__Exercise description__
Rewrite all the rows below as a numbered list, dropping any blank lines.

__Stored records__
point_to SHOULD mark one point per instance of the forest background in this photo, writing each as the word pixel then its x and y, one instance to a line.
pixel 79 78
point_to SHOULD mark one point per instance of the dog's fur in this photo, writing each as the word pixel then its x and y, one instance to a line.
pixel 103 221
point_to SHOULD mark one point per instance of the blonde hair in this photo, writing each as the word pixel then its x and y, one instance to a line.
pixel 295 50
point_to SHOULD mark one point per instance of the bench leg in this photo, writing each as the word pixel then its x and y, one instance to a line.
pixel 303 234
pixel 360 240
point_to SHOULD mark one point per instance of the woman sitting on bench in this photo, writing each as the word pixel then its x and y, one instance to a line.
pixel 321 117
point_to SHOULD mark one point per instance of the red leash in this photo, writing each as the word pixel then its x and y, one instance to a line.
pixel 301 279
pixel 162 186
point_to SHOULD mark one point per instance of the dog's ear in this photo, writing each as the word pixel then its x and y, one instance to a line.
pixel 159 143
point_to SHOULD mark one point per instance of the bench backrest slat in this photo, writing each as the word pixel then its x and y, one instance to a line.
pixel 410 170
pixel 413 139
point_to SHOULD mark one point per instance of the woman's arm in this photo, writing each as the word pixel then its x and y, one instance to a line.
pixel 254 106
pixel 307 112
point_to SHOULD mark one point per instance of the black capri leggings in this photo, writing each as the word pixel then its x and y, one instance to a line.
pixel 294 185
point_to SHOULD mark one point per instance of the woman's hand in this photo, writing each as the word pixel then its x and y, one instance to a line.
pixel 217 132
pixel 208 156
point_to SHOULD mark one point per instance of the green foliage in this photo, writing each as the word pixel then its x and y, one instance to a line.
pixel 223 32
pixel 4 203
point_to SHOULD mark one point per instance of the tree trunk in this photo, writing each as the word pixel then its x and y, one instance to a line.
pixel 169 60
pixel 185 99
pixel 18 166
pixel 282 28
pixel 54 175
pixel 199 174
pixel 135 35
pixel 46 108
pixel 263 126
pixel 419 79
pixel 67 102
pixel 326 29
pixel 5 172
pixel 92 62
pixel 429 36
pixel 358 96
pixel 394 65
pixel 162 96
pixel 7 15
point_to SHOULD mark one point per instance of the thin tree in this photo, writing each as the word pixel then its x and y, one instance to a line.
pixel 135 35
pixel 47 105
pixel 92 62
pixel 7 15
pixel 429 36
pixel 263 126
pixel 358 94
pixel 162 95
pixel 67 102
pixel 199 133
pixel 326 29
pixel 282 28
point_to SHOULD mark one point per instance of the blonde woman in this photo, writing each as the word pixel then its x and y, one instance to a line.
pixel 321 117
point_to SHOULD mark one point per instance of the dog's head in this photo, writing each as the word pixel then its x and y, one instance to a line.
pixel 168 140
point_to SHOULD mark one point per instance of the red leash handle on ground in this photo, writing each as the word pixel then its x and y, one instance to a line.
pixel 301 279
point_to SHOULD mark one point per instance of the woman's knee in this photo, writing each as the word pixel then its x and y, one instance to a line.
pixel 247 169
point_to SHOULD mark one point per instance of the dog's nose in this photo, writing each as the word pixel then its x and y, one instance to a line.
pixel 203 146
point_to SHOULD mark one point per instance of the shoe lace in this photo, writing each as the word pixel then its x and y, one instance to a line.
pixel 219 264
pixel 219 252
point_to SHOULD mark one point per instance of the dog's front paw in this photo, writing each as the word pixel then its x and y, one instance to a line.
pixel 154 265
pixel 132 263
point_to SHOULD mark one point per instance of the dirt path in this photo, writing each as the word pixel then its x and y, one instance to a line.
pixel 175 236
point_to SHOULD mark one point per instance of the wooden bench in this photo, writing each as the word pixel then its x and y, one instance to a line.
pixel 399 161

__Result for this task__
1. point_to SHOULD mark one point per instance of the forest background in this photo, writing each as the word pixel then its x and y, one instance to a line.
2. pixel 79 78
3. point_to SHOULD mark one point per instance of the dog's fur in this photo, writing each as the word pixel then its x and y, one instance to a line.
4. pixel 103 221
5. point_to SHOULD mark one point per instance of the blonde hair in this photo, writing each as the word pixel then its x and y, one instance to a line.
6. pixel 295 50
7. point_to SHOULD mark one point per instance of the bench leg in this photo, writing each as the word pixel then its x and y, one instance to a line.
8. pixel 303 234
9. pixel 360 240
10. point_to SHOULD mark one point per instance of the woman sitting on bench in this photo, writing each as the word pixel then its x and y, one instance to a line.
11. pixel 321 117
12. point_to SHOULD mark one point per instance of the red leash in this photo, writing each as the word pixel then its x and y, one instance to a line.
13. pixel 301 279
14. pixel 162 186
15. point_to SHOULD mark one point per instance of the dog's ear in this photo, writing each as the word pixel then its x and y, one instance to a line.
16. pixel 159 143
17. point_to SHOULD mark one point per instance of the bench backrest slat in this photo, writing each as the word pixel then its x and y, one instance to a line.
18. pixel 410 170
19. pixel 413 139
20. point_to SHOULD mark one point per instance of the woman's arm in this photo, writing each as the word pixel then its x and y, one instance to a line.
21. pixel 254 106
22. pixel 307 112
23. point_to SHOULD mark one point per instance of the black capri leggings in this photo, writing each as the word pixel then its x and y, one instance to a line.
24. pixel 294 185
25. point_to SHOULD mark one point per instance of the woman's hand in this photo, writing each as the word pixel then its x and y, one instance to a line.
26. pixel 217 132
27. pixel 208 156
28. point_to SHOULD mark one point per instance of the green foliage in this photo, writing each as the word pixel then its x and y, one instance to a line.
29. pixel 223 32
30. pixel 4 203
31. point_to SHOULD mark one point per instance of the tree trunk in this photo, writing each as the word pixel then its x and y, one instance to a line.
32. pixel 169 60
33. pixel 185 99
34. pixel 18 166
35. pixel 282 28
36. pixel 54 175
37. pixel 199 174
38. pixel 135 35
39. pixel 46 108
40. pixel 263 126
41. pixel 419 79
42. pixel 67 102
43. pixel 326 29
44. pixel 5 172
45. pixel 92 62
46. pixel 429 36
47. pixel 358 96
48. pixel 394 65
49. pixel 162 96
50. pixel 7 15
51. point_to SHOULD mark one point per instance of the thin tree in this photo, writing each as the word pixel then its x and y, one instance to a line.
52. pixel 135 35
53. pixel 47 105
54. pixel 92 62
55. pixel 7 15
56. pixel 429 36
57. pixel 263 126
58. pixel 358 94
59. pixel 162 95
60. pixel 67 102
61. pixel 199 133
62. pixel 326 29
63. pixel 282 28
64. point_to SHOULD mark one point per instance of the blonde woman in this photo, writing each as the word pixel then its x and y, one instance to a line.
65. pixel 321 117
66. point_to SHOULD mark one point per instance of the dog's head in this photo, writing each as the word pixel then its x and y, one instance to a line.
67. pixel 168 140
68. point_to SHOULD mark one point per instance of the red leash handle on ground in this photo, writing each as the word pixel then its x and y, one instance to a line.
69. pixel 301 279
70. point_to SHOULD mark one point per instance of the woman's knee in this photo, writing each as the word pixel then its x and y, one instance to a line.
71. pixel 247 169
72. point_to SHOULD mark one point per instance of the dog's nose in this photo, writing each as the word pixel then its x and y, one instance to a line.
73. pixel 203 146
74. point_to SHOULD mark one point per instance of the shoe lace in this photo, writing each as the word pixel then its x and y, one instance to a line.
75. pixel 219 264
76. pixel 219 252
77. point_to SHOULD mark one point per instance of the dog's front paw in this photo, writing each as the word pixel then its x and y, one instance to a line.
78. pixel 154 265
79. pixel 132 263
80. point_to SHOULD mark one point per instance of the dirt path in this photo, writing each as the word pixel then its x and y, one instance to a line.
81. pixel 175 236
82. point_to SHOULD mark one point per instance of the wooden bench in this photo, writing each as the word pixel then its x and y, one instance to a line.
83. pixel 399 161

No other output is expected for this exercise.